## Your instructions
Put every line of the material below into a Markdown table with the columns Row and Line, numbering the rows and leaving out blank lines. Keep the pictures out of your answer.

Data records
━━━━

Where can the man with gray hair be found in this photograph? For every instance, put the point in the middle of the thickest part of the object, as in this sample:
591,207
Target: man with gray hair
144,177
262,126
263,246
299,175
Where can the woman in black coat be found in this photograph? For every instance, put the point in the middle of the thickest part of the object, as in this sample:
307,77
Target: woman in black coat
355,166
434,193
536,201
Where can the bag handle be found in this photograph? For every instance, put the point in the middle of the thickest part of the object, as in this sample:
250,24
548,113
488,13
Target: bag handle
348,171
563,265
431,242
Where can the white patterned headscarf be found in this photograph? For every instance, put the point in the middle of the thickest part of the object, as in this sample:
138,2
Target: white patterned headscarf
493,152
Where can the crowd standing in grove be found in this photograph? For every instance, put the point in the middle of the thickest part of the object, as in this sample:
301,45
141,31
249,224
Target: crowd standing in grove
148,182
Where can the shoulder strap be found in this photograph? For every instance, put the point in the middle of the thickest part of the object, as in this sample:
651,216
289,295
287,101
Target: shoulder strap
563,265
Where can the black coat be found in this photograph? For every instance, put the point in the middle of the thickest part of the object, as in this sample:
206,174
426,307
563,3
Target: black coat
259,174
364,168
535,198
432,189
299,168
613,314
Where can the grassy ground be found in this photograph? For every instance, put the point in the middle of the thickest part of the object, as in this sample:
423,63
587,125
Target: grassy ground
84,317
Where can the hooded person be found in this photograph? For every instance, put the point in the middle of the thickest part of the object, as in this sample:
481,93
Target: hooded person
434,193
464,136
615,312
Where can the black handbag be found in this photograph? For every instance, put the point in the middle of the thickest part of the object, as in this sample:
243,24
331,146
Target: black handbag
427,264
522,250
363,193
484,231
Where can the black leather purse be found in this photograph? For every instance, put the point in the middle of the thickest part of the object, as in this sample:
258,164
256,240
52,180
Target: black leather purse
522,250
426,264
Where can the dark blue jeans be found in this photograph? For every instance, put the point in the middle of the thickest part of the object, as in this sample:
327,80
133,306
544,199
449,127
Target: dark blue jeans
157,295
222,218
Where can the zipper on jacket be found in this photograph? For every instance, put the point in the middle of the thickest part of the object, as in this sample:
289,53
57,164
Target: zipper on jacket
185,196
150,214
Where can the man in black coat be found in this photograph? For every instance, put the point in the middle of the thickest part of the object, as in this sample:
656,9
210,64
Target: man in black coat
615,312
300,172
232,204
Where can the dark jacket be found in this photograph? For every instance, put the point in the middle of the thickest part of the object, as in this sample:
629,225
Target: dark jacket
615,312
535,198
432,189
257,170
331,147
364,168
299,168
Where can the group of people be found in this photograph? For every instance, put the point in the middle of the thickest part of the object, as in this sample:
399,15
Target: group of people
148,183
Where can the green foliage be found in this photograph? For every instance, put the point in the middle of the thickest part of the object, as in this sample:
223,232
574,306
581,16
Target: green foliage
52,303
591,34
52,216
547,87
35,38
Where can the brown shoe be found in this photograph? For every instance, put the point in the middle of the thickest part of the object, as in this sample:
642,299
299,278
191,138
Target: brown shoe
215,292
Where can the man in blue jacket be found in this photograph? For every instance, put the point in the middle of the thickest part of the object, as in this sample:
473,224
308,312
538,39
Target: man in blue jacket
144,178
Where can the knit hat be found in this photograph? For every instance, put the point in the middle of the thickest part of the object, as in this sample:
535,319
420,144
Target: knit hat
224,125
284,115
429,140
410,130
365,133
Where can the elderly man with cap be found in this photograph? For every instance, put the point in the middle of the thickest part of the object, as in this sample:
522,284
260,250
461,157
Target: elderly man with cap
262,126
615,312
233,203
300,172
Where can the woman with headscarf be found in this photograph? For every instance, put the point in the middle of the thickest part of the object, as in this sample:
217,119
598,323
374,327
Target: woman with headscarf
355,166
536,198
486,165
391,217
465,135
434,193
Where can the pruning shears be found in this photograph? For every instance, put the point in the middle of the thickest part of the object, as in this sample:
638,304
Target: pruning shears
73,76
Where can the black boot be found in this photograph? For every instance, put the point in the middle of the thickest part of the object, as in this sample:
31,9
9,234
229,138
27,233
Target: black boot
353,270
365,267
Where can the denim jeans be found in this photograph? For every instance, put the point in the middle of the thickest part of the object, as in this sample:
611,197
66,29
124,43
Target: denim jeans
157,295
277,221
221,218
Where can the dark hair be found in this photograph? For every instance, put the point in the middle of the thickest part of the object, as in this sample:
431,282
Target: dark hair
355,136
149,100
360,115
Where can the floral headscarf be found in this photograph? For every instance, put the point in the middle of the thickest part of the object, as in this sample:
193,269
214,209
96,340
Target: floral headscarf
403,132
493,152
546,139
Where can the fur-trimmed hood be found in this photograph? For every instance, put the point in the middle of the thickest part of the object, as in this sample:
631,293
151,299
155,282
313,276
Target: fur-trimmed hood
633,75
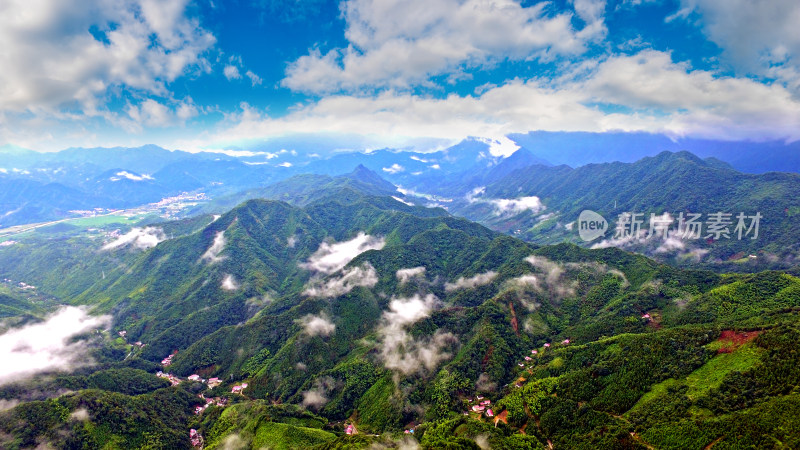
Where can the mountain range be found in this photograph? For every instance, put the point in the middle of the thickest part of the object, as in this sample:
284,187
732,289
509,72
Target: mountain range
353,319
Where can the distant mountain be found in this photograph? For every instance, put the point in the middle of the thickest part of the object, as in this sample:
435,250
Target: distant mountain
353,319
668,182
580,148
304,189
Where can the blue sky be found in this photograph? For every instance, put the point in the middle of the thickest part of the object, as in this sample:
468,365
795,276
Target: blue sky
417,74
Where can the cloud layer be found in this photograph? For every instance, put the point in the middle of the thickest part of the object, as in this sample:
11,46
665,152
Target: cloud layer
351,278
401,352
139,238
331,257
48,345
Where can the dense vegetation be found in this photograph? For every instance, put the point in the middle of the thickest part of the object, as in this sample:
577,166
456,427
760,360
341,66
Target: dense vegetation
574,348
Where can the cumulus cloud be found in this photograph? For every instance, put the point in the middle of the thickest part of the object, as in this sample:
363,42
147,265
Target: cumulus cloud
130,176
400,351
68,53
211,255
757,37
331,257
394,168
231,72
317,325
505,206
404,275
48,345
656,93
472,282
517,205
397,43
140,238
351,278
229,283
554,280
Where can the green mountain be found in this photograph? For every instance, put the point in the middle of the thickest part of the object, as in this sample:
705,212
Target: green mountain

━━━━

## Output of the exercise
| Row | Line |
|---|---|
| 1 | Where can the man with gray hair be found in this photograph? For every instance, put the point in the middle of the thickest part of the object, as in this sample: |
| 2 | 591,207 |
| 3 | Target: man with gray hair |
| 4 | 144,177 |
| 5 | 262,126 |
| 6 | 263,246 |
| 7 | 299,175 |
| 8 | Where can the woman in black coat be found in this photograph? For every instance, put the point in the middle of the thickest part of the object, as in this sample: |
| 9 | 307,77 |
| 10 | Target: woman in black coat |
| 11 | 355,166 |
| 12 | 434,193 |
| 13 | 536,201 |
| 14 | Where can the bag handle be found in this photograph? For every instance, put the point in the middle of the thickest part of the object, as in this sample: |
| 15 | 250,24 |
| 16 | 548,113 |
| 17 | 488,13 |
| 18 | Target: bag handle |
| 19 | 348,171 |
| 20 | 563,265 |
| 21 | 431,242 |
| 22 | Where can the white patterned headscarf be found in this photograph? For every instance, put the point in the middle of the thickest part of the object, as in this sample: |
| 23 | 138,2 |
| 24 | Target: white patterned headscarf |
| 25 | 493,152 |
| 26 | Where can the crowd standing in grove be found in this photograph? For every instance, put the point in the middle of the thickest part of the object, as in this sample: |
| 27 | 301,45 |
| 28 | 141,31 |
| 29 | 249,224 |
| 30 | Target: crowd standing in grove |
| 31 | 148,182 |
| 32 | Where can the shoulder strap be found in this photograph? For every instance, put the point in the middle of the thickest part of the object, as in this sample: |
| 33 | 651,216 |
| 34 | 289,295 |
| 35 | 287,101 |
| 36 | Target: shoulder strap |
| 37 | 563,265 |
| 38 | Where can the black coat be found in this photograph? For every instance, put the point in the middle of the thickest part of the object, as in this sample: |
| 39 | 206,174 |
| 40 | 426,307 |
| 41 | 563,3 |
| 42 | Target: black coat |
| 43 | 259,174 |
| 44 | 364,168 |
| 45 | 535,198 |
| 46 | 432,189 |
| 47 | 299,168 |
| 48 | 613,314 |
| 49 | Where can the grassy ground be found in this photograph? For every instance, put the point in the middle of the thickest part of the object, as in this sample: |
| 50 | 423,63 |
| 51 | 587,125 |
| 52 | Target: grassy ground |
| 53 | 84,317 |
| 54 | Where can the hooded person be found in this photograph? For every instance, put the point in the middle of the thickest part of the object, as in this sample: |
| 55 | 481,93 |
| 56 | Target: hooded person |
| 57 | 434,193 |
| 58 | 464,136 |
| 59 | 615,312 |
| 60 | Where can the black handbag be found in this photograph? For every instance, put the point in the middle of the thickest part of the object, as in this sample: |
| 61 | 243,24 |
| 62 | 331,146 |
| 63 | Target: black handbag |
| 64 | 427,264 |
| 65 | 522,250 |
| 66 | 363,193 |
| 67 | 484,231 |
| 68 | Where can the black leather purse be found in this photograph? For every instance, put the point in the middle of the thickest part of the object, as in this sample: |
| 69 | 258,164 |
| 70 | 256,240 |
| 71 | 52,180 |
| 72 | Target: black leather purse |
| 73 | 522,250 |
| 74 | 426,264 |
| 75 | Where can the dark blue jeans be found in this photograph? For every instance, put the point in the middle of the thickest part of the object, as in this sample: |
| 76 | 327,80 |
| 77 | 133,306 |
| 78 | 544,199 |
| 79 | 449,127 |
| 80 | Target: dark blue jeans |
| 81 | 157,295 |
| 82 | 222,218 |
| 83 | Where can the zipper on jacket be found in this photograph? For every instance, put the point in the middle of the thickest part of the object, as in this sample: |
| 84 | 289,53 |
| 85 | 57,164 |
| 86 | Target: zipper on jacket |
| 87 | 185,196 |
| 88 | 150,214 |
| 89 | Where can the man in black coat be found in this photograph? For every instance, put the point in the middle of the thickest part of the object, as in this sample: |
| 90 | 656,9 |
| 91 | 210,64 |
| 92 | Target: man in black coat |
| 93 | 615,312 |
| 94 | 300,172 |
| 95 | 232,204 |
| 96 | Where can the dark jacket be found in this photograph? For every instance, put the point in the middle of the thickest part of the object, as in this sample: |
| 97 | 629,225 |
| 98 | Target: dark jacket |
| 99 | 615,312 |
| 100 | 535,198 |
| 101 | 432,189 |
| 102 | 257,170 |
| 103 | 331,147 |
| 104 | 364,168 |
| 105 | 299,168 |
| 106 | Where can the group of people be found in this photograph? For every instance, put the point in the middle of the thickest part of the object, as in this sample: |
| 107 | 399,15 |
| 108 | Target: group of people |
| 109 | 148,183 |
| 110 | Where can the green foliage be found in this photograph? For every instance, put the point in the middle of the thickest part of the object, as in this sample: |
| 111 | 223,232 |
| 112 | 574,306 |
| 113 | 581,16 |
| 114 | Target: green foliage |
| 115 | 52,303 |
| 116 | 591,34 |
| 117 | 52,216 |
| 118 | 547,87 |
| 119 | 35,38 |
| 120 | Where can the brown shoe be found in this photograph? For every instance, put the point in the middle of the thickest part of the object, as in this sample: |
| 121 | 642,299 |
| 122 | 299,278 |
| 123 | 191,138 |
| 124 | Target: brown shoe |
| 125 | 215,292 |
| 126 | Where can the man in blue jacket be found in this photograph? For every instance, put the point in the middle of the thickest part of the object, as in this sample: |
| 127 | 473,224 |
| 128 | 308,312 |
| 129 | 538,39 |
| 130 | Target: man in blue jacket |
| 131 | 144,178 |
| 132 | Where can the knit hat be found in this photograph? For every instance, put the point in the middle of the thickest part of the object, as in this sample: |
| 133 | 535,319 |
| 134 | 420,144 |
| 135 | Target: knit hat |
| 136 | 224,125 |
| 137 | 284,115 |
| 138 | 429,140 |
| 139 | 410,130 |
| 140 | 365,133 |
| 141 | Where can the elderly man with cap be found in this photograph? For every instance, put the point in the middle of the thickest part of the object, as in this sample: |
| 142 | 522,284 |
| 143 | 260,250 |
| 144 | 461,157 |
| 145 | Target: elderly man with cap |
| 146 | 262,126 |
| 147 | 615,312 |
| 148 | 233,203 |
| 149 | 300,172 |
| 150 | Where can the woman with headscarf be found in this photograph? For every instance, put the point in the middle of the thickest part of the object, as in this sample: |
| 151 | 217,119 |
| 152 | 598,323 |
| 153 | 374,327 |
| 154 | Target: woman with headscarf |
| 155 | 355,166 |
| 156 | 536,198 |
| 157 | 486,165 |
| 158 | 391,217 |
| 159 | 465,135 |
| 160 | 434,193 |
| 161 | Where can the pruning shears be found in this photograph? For every instance, put the point in the middle of the thickest part of the object, as in this sample: |
| 162 | 638,304 |
| 163 | Target: pruning shears |
| 164 | 73,76 |
| 165 | Where can the black boot be found in this photograph? For every instance, put the point in the middle of the thickest part of the object, as in this sample: |
| 166 | 31,9 |
| 167 | 9,234 |
| 168 | 229,138 |
| 169 | 27,233 |
| 170 | Target: black boot |
| 171 | 353,270 |
| 172 | 365,267 |
| 173 | Where can the denim jeans be found in this photograph? For every instance, put the point in the middle of the thickest part of the object, as in this sample: |
| 174 | 611,197 |
| 175 | 66,29 |
| 176 | 124,43 |
| 177 | Target: denim jeans |
| 178 | 157,295 |
| 179 | 277,221 |
| 180 | 221,218 |
| 181 | Where can the dark hair be found in this photograph? For every instance, put the point in the middle of the thickest part of the object, as in this sample: |
| 182 | 431,282 |
| 183 | Target: dark hair |
| 184 | 355,136 |
| 185 | 149,100 |
| 186 | 360,115 |
| 187 | Where can the floral headscarf be found in this photograph? For every instance, put the point in the middle of the thickest part of the object, as in this sample: |
| 188 | 193,269 |
| 189 | 214,209 |
| 190 | 96,340 |
| 191 | Target: floral headscarf |
| 192 | 403,132 |
| 193 | 493,152 |
| 194 | 546,139 |
| 195 | Where can the fur-trimmed hood be found in this photograph? For every instance, put the point in the middle of the thickest part of the object, as in this sample: |
| 196 | 631,293 |
| 197 | 151,299 |
| 198 | 155,282 |
| 199 | 313,276 |
| 200 | Target: fur-trimmed hood |
| 201 | 633,75 |
| 202 | Where can the mountain range be found in this photograph? For every instance, put the point in the middle of the thickest part of the object, as in this sample: |
| 203 | 284,187 |
| 204 | 732,289 |
| 205 | 509,72 |
| 206 | Target: mountain range |
| 207 | 353,319 |
| 208 | Where can the distant mountain be found in this photograph? For every instance, put the point in the middle of the thickest part of the object, as in this sample: |
| 209 | 435,250 |
| 210 | Target: distant mountain |
| 211 | 353,319 |
| 212 | 668,182 |
| 213 | 580,148 |
| 214 | 304,189 |
| 215 | Where can the blue sky be found in this photograph? For every instance, put the point in the middle of the thickest part of the object, as in this sample: |
| 216 | 468,365 |
| 217 | 795,276 |
| 218 | Target: blue sky |
| 219 | 417,74 |
| 220 | Where can the cloud layer be found in this photograph? For every instance, put the point in the middle of the thickest part of the object, as in this sample: |
| 221 | 11,46 |
| 222 | 665,152 |
| 223 | Target: cloud layer |
| 224 | 351,278 |
| 225 | 401,352 |
| 226 | 139,238 |
| 227 | 331,257 |
| 228 | 48,345 |
| 229 | Where can the dense vegetation be found in this photograph? For every instance, put the point in the middle of the thickest part of the object, as in this sample: |
| 230 | 577,166 |
| 231 | 456,427 |
| 232 | 760,360 |
| 233 | 341,66 |
| 234 | Target: dense vegetation |
| 235 | 574,348 |
| 236 | Where can the cumulus cloud be found in this photograph? For every instance, put the point in the middle of the thickest part of the object, as in this sample: |
| 237 | 363,42 |
| 238 | 147,265 |
| 239 | Target: cumulus cloud |
| 240 | 130,176 |
| 241 | 400,351 |
| 242 | 68,53 |
| 243 | 211,255 |
| 244 | 757,37 |
| 245 | 331,257 |
| 246 | 394,168 |
| 247 | 231,72 |
| 248 | 317,325 |
| 249 | 505,206 |
| 250 | 404,275 |
| 251 | 48,345 |
| 252 | 656,93 |
| 253 | 472,282 |
| 254 | 517,205 |
| 255 | 397,43 |
| 256 | 140,238 |
| 257 | 351,278 |
| 258 | 229,283 |
| 259 | 554,280 |
| 260 | Where can the green mountain be found in this photograph? For every instance, put the point in the middle of the thickest part of the object, as in this sample: |
| 261 | 705,212 |
| 262 | Target: green mountain |